▸ Problem requirements:
Answer these from the RV trade-in tips.
(a) How does the writer spend summers?
(b) What is the writer getting soon?
(c) If RVs are not a financial investment, what are they an investment in?

Thinking of trading your RV? Consider THIS before you do…

RV Trading Tips… Thinking of trading in or selling your RV?

rv trade in tips
Think its time to trade in your trailer? Here are some helpful “RV Trade in tips”

In addition to being a full time traveler (with a NEW 5th wheel soon!!), I spend my summers consulting and selling RV’s. I often approach folks with the following – “How can I help you lighten your wallet, put you in debt for years to come, and sell you something that will do nothing but depreciate from the moment it leaves the lot?”

Truth? You bet! RV’s – virtually ALL of ’em are NOT a financial investment – instead they are an investment in lifestyle, quality time with the family, quality experiences, etc. Agreed? Oh, and most folks laugh, but then contemplate it and say “you’re right!”

▸ Record extracts:
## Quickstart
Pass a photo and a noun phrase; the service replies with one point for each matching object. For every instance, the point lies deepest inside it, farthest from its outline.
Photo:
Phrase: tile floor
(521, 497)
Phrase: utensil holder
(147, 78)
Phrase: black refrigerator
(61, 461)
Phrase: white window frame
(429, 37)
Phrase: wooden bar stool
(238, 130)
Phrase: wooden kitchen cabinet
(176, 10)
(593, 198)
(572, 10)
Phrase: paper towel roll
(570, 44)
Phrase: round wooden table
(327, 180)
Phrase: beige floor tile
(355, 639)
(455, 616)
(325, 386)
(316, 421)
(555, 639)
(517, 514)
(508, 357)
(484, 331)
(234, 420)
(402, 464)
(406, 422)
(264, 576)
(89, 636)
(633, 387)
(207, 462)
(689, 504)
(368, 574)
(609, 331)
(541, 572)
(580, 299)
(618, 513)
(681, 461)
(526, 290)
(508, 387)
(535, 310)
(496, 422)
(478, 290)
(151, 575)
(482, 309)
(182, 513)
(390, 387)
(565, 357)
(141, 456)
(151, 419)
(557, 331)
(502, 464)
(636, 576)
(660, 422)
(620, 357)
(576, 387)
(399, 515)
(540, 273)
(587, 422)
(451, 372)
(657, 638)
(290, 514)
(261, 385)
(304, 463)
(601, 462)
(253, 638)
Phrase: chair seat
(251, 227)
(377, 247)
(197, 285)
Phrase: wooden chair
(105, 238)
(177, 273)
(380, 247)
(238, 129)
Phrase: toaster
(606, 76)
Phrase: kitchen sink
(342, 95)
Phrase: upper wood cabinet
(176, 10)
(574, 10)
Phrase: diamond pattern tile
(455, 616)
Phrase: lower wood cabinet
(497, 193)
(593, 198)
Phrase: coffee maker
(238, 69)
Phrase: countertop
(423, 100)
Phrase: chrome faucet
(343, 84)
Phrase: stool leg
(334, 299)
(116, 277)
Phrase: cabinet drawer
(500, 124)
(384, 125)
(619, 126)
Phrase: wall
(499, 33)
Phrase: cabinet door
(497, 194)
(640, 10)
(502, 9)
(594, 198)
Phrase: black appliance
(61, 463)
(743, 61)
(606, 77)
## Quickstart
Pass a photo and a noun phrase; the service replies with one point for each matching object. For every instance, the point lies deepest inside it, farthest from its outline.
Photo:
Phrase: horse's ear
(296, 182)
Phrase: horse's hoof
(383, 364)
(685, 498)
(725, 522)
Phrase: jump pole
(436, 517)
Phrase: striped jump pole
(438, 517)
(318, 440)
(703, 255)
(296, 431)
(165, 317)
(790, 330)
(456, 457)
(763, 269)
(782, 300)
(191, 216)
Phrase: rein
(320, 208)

▸ Reply:
(a) Consulting and selling RVs.
(b) A new 5th wheel.
(c) Lifestyle, quality time with the family, and quality experiences.